Goal of the exercise: Retype exactly the lines that run from the line with "of the string" to the final line of the entries, keeping both ends and nothing else.

Exercise data:
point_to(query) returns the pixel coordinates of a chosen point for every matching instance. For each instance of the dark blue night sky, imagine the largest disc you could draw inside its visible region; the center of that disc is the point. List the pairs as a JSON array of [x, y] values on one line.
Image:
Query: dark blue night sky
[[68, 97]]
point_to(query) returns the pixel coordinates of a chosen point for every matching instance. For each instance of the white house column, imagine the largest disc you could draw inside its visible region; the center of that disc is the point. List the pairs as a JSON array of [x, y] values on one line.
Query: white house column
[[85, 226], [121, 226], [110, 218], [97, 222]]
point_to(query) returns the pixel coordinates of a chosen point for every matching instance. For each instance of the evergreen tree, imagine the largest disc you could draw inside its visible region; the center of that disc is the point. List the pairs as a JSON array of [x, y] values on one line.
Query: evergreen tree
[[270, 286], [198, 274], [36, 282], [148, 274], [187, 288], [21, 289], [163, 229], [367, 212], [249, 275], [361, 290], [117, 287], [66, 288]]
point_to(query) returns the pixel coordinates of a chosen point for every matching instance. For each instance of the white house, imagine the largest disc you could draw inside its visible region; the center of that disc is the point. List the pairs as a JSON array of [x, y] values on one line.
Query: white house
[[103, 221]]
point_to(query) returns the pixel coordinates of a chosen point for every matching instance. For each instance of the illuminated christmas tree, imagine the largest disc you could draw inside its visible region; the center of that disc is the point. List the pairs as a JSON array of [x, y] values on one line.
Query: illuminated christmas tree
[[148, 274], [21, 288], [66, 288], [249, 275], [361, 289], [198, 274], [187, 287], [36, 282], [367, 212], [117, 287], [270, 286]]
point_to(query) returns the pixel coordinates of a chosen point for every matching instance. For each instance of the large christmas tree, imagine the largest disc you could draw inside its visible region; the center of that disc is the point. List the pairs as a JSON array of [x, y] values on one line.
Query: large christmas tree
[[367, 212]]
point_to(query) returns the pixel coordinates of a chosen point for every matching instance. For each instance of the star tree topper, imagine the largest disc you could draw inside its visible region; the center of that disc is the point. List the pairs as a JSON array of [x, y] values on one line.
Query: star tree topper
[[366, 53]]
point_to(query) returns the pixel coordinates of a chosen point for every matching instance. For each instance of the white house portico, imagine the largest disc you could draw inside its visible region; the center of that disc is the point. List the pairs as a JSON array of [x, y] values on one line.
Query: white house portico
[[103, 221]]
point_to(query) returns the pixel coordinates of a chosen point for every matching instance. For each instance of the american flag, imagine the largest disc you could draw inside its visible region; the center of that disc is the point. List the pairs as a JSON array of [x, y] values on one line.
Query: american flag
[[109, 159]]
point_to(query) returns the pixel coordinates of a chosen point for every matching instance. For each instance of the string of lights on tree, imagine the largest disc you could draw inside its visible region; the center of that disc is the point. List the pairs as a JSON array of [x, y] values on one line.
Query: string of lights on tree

Correct answer:
point_to(query) returns the pixel coordinates of a chosen point for every matching instance. For each instance of the string of lights on tree, imagine the largest disc you could draw inside its visible region; the center of that disc is the point. List the pairs as a JSON array of [x, y] values on one line.
Query: string of lights on tree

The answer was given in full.